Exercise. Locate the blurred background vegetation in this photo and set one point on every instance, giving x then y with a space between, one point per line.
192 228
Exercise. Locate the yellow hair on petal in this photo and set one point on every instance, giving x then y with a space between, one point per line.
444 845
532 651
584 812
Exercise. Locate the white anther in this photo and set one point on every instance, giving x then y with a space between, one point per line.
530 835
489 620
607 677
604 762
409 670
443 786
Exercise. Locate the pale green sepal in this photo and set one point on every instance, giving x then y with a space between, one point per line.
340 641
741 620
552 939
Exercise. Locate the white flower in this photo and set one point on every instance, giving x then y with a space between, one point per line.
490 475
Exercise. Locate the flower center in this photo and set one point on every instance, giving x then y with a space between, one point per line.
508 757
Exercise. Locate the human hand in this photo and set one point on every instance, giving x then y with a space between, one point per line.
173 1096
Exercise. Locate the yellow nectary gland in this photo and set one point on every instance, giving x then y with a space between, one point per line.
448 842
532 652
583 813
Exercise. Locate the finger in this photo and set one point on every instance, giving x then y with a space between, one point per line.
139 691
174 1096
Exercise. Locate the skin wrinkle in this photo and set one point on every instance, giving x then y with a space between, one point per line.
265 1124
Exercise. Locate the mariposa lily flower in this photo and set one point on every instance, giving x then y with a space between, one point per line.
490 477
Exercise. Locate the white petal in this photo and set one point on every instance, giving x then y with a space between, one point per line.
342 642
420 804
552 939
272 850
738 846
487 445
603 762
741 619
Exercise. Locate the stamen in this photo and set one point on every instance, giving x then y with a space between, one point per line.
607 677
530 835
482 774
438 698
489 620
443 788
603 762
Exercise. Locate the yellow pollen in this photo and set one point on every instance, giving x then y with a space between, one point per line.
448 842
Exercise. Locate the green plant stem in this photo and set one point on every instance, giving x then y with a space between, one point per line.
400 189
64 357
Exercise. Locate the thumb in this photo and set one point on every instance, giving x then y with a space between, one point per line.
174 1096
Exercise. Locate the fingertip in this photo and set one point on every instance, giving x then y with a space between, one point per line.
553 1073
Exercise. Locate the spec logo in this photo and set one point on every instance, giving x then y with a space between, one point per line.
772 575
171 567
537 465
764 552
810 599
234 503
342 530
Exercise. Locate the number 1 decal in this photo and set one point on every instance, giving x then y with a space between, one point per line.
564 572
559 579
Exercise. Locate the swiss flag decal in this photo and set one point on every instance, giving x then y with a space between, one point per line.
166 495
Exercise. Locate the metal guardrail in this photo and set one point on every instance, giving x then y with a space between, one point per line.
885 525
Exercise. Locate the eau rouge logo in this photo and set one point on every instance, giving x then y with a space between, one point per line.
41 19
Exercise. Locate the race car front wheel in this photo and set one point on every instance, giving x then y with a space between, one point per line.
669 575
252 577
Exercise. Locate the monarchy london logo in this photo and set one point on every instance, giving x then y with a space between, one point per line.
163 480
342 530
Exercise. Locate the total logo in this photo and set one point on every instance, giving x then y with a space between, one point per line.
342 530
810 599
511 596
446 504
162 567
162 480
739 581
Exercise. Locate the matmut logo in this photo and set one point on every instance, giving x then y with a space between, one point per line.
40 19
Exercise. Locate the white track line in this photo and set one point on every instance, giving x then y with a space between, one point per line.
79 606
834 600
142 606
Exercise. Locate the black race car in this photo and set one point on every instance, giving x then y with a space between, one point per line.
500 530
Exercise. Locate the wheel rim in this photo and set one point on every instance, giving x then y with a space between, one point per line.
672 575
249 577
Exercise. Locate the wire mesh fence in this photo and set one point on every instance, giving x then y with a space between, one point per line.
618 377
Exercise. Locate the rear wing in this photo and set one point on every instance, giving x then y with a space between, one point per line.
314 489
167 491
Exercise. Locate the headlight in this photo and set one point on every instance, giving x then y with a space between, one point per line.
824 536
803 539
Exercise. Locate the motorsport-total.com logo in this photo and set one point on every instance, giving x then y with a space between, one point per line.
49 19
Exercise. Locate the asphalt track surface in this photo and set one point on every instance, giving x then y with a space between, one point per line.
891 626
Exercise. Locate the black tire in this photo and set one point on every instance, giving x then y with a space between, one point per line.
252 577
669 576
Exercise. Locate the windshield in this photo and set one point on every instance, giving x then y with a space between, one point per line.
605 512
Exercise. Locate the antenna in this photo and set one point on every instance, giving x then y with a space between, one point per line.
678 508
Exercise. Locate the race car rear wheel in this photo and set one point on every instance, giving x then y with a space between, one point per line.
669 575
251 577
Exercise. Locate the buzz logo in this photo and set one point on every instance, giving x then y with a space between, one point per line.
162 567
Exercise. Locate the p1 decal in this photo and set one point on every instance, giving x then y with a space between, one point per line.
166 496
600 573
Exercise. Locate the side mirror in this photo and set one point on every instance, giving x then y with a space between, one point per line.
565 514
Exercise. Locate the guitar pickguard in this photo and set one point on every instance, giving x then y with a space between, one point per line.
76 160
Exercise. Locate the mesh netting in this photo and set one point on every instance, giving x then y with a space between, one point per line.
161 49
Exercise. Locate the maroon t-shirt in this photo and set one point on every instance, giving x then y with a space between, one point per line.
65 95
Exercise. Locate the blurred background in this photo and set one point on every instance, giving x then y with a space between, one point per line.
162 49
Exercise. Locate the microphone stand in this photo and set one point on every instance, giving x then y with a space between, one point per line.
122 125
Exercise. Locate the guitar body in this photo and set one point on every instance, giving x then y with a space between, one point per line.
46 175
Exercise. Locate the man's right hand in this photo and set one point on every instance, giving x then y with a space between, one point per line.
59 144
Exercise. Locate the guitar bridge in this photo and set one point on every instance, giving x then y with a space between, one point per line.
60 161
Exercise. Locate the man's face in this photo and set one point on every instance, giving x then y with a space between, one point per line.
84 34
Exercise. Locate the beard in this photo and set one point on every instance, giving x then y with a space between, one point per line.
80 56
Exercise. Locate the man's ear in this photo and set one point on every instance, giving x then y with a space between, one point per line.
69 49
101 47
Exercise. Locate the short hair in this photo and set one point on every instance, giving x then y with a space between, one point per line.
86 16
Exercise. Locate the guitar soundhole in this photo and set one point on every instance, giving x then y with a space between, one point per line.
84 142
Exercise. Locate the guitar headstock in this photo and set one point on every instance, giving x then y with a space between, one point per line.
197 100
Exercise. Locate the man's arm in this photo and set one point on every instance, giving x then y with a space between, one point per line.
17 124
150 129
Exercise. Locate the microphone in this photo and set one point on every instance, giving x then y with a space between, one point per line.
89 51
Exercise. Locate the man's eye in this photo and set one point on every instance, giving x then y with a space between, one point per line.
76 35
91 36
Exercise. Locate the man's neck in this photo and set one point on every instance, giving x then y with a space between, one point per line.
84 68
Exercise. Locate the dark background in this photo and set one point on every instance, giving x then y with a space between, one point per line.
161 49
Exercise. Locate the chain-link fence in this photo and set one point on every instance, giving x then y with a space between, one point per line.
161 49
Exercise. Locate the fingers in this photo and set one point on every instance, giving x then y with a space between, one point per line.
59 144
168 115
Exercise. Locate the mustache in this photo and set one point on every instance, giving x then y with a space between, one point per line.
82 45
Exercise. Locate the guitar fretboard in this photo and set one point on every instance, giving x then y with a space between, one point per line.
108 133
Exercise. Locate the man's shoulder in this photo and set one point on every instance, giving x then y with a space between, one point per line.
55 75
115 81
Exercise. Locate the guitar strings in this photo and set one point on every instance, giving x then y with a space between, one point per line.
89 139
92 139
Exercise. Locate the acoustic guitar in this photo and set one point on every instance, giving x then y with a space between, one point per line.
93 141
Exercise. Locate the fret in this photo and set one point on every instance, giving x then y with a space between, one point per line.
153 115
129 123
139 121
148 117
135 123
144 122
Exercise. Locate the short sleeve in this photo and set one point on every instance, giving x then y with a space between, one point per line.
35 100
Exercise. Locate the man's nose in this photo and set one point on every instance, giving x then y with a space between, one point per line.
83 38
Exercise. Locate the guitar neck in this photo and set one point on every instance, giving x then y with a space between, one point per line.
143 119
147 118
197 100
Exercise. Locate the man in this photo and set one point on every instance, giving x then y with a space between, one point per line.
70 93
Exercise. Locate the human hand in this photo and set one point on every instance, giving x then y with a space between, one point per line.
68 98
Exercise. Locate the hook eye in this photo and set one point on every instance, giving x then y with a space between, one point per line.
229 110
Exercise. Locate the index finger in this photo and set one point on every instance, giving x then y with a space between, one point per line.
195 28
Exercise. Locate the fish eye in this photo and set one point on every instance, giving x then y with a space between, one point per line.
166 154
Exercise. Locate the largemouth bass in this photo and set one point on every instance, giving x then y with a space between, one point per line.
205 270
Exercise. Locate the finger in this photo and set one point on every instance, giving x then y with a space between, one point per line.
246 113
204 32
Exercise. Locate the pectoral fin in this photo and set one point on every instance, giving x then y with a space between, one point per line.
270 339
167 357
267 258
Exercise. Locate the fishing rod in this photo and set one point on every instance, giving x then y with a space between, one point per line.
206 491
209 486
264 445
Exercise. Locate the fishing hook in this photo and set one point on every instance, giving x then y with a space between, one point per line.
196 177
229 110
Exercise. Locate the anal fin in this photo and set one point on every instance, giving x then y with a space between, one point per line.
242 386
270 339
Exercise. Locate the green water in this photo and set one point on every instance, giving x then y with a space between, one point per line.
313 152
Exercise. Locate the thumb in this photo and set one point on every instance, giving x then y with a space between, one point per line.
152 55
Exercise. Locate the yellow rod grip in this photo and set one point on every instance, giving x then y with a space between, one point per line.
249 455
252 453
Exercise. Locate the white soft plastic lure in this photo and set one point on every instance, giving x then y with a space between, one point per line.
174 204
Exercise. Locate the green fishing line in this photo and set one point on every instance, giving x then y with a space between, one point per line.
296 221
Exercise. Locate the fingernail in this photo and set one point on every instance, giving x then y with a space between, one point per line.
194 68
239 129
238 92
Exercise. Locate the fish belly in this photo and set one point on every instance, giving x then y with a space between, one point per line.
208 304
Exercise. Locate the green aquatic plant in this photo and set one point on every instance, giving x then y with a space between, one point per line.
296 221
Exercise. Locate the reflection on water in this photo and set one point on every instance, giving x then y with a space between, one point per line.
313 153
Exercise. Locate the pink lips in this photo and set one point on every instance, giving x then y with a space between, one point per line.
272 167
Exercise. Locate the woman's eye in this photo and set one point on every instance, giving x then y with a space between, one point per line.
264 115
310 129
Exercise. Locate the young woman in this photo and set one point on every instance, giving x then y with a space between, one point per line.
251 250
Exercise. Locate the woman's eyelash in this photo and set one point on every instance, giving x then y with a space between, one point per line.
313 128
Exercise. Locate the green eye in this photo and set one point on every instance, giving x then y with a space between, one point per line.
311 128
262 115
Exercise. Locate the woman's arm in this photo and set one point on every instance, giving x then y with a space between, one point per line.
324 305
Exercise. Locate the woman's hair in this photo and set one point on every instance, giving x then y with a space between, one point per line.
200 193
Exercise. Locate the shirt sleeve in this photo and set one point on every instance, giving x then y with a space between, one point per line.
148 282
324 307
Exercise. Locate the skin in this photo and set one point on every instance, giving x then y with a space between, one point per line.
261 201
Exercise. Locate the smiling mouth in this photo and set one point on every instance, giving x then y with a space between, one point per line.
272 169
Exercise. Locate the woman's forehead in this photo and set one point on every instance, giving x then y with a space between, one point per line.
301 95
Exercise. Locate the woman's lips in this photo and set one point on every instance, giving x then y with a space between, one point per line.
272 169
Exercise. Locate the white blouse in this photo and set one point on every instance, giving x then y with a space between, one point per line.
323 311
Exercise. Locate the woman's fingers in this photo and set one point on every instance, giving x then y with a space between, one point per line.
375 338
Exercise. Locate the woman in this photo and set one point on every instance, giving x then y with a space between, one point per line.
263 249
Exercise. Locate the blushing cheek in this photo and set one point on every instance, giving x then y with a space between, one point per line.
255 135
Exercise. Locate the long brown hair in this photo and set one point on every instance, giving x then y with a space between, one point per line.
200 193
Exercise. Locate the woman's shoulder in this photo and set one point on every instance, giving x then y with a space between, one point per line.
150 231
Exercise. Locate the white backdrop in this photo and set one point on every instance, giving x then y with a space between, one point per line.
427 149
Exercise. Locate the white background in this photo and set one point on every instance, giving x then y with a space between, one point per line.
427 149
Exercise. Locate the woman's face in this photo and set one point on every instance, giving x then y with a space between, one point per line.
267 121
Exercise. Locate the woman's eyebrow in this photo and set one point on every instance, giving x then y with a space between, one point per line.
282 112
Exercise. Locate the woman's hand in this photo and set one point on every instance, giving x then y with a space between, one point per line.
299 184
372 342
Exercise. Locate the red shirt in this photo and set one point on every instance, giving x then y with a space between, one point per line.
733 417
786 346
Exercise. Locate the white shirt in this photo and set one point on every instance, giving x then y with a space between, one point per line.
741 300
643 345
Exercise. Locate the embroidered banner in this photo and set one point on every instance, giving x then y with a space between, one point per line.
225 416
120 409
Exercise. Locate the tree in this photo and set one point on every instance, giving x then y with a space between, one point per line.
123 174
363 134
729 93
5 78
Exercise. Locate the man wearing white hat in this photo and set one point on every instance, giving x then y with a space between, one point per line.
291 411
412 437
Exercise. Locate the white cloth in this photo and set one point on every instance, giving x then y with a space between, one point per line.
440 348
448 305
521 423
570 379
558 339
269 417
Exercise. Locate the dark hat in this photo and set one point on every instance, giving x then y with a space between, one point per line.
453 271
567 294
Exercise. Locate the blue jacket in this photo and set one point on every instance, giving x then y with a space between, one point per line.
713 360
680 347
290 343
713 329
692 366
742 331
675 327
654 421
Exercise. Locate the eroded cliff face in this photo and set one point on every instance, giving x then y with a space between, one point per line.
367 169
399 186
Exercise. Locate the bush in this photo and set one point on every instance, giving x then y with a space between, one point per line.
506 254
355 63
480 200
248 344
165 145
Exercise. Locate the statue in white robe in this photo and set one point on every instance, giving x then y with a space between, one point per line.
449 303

══════

- _What needs to be done_
Everything from the line containing "Exercise. Locate the woman's face" through the last line of the records must be given again exactly; leave out all other lines.

- _The response_
Exercise. Locate the woman's face in this photo and set one point on every instance, giving x then y with a space between, one point per line.
267 121
Exercise. Locate the woman's eyebrow in this photo and set one point on every instance, giving x then y with a space between, one point per line.
282 112
Exercise. Locate the woman's hand in this photo and set one point on every instance, giving x then y with a space between, one point per line.
299 184
372 342
Exercise. Locate the red shirt in this photo and set one point on every instance, giving x then y with a space between, one point per line.
733 417
786 346
Exercise. Locate the white shirt in this photo and set one point on every instance, giving x then y with a space between, one point per line.
741 300
643 345
Exercise. Locate the embroidered banner in this photo and set one point on every instance, giving x then y with a space between, one point per line.
225 416
120 409
Exercise. Locate the tree in this photo and set one point on every instance, giving x then y with a space between, one point per line.
123 174
363 134
729 93
5 78
Exercise. Locate the man wearing white hat in this photo and set one point on every instance, giving x then y with a space between, one point per line.
291 411
412 437
Exercise. Locate the white cloth in this photo and set one point on every instance, giving x then y with a space between, one point per line.
440 348
448 305
521 423
570 379
558 339
269 417
Exercise. Locate the dark hat in this photo and set one point on every instance, giving x then y with a space between, one point per line.
453 271
567 294
Exercise. Locate the blue jacket in this photo and set one point on every instance, giving x then y with a space between, one point per line.
713 360
680 347
290 343
713 329
692 366
742 331
675 327
654 421
Exercise. Locate the eroded cliff face in this photo and set one point on every instance, giving x then y with a space between, one point per line.
367 169
399 186
Exercise. Locate the bush in this photo and set one point on every instance, giving x then y with a space between, one point per line.
506 254
355 63
480 200
248 344
165 145
Exercise. Locate the statue in white robe in this photo and set one point on every instance, giving x then y with a space between, one point per line.
449 303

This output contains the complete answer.